A block of data:
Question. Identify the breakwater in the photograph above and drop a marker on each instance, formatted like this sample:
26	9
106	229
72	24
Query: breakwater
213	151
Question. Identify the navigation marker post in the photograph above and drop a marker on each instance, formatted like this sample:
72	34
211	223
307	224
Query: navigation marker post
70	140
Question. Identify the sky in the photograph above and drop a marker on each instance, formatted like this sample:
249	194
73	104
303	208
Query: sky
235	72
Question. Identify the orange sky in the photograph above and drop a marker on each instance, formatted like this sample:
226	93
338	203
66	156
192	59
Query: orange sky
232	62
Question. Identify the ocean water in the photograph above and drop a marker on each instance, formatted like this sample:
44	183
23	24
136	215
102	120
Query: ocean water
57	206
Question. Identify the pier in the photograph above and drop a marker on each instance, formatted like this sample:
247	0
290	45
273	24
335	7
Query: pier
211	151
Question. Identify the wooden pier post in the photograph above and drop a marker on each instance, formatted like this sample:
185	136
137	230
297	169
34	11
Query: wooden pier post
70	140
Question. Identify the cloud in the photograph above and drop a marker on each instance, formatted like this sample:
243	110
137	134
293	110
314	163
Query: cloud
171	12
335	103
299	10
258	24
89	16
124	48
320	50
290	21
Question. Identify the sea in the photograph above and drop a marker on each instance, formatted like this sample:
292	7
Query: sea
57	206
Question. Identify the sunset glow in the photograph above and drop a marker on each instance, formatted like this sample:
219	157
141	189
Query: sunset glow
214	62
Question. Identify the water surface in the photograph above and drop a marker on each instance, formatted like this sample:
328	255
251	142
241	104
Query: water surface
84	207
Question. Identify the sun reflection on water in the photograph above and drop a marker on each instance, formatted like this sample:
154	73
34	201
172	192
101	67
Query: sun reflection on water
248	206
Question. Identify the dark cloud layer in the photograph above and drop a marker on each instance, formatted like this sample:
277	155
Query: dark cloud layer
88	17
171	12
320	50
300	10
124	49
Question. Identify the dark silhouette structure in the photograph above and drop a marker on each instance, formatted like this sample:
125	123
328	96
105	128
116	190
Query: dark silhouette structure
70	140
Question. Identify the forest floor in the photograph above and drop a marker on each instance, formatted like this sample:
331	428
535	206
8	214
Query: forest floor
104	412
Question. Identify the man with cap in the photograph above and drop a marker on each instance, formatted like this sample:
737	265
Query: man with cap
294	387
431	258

[DIRECTION] Repeat all of the lines above without changing anything.

[ANSWER FOR THE TASK]
Question. Identify the breakwater in the photograph above and drop a marker on each instance, formatted like this sample:
26	9
106	229
72	24
Query: breakwater
213	151
Question. Identify the navigation marker post in the photograph above and drop a marker on each instance, formatted like this sample:
72	34
211	223
307	224
Query: navigation marker post
70	140
Question. Identify the sky in the photograph above and drop a marker on each instance, formatted like this sample:
249	194
73	104
303	208
Query: sky
235	72
Question. Identify the orange sky in the photograph above and drop a marker on each instance, formatted like this sample:
226	93
338	203
66	156
192	59
Query: orange sky
232	62
Question. Identify the ocean water in the photograph above and drop a marker on each instance, formatted like this sample:
44	183
23	24
136	215
102	120
Query: ocean water
57	206
Question. Identify the pier in the photograph above and drop a marker on each instance, formatted like this sample:
247	0
290	45
273	24
335	7
Query: pier
211	151
Question. Identify the wooden pier post in the photograph above and drop a marker on each instance, formatted like this sample:
185	136
137	230
297	169
34	11
Query: wooden pier post
70	140
Question. Identify the cloud in the photograph above and drop a marker on each instance, formatted like this sample:
243	110
137	134
293	110
314	163
Query: cloud
171	12
335	103
299	10
258	24
89	16
124	48
320	50
290	21
Question. Identify the sea in the photograph above and drop a marker on each instance, formatted like this sample:
292	7
Query: sea
57	206
Question. Identify the sunset glow in the photograph above and drop a marker on each instance, formatted like this sample:
219	157
141	189
Query: sunset glow
214	62
Question. Identify the water surface in the photograph above and drop a marker on each instance, formatted like this sample:
328	255
251	142
241	104
Query: water surface
84	207
Question. Identify the sun reflection on water in the photograph above and drop a marker on each instance, formatted like this sample:
154	73
34	201
172	192
101	67
Query: sun reflection on water
248	206
Question. Identify the dark cloud layer in the photograph above and drop a marker on each instance, formatted like this sample:
277	155
Query: dark cloud layer
88	17
171	12
320	50
300	10
124	49
Question. Identify the dark silhouette structure in the photograph above and drop a marker on each instance, formatted like this sample:
125	123
328	96
105	128
116	190
Query: dark silhouette structure
70	140
Question. Identify the forest floor in the photograph above and drop a marker on each instance, formatted like this sample:
331	428
535	206
8	214
Query: forest floor
104	412
Question. Identify the man with cap in the photograph above and drop a marker on each instance, formatted like this sample:
737	265
Query: man with cap
294	387
431	258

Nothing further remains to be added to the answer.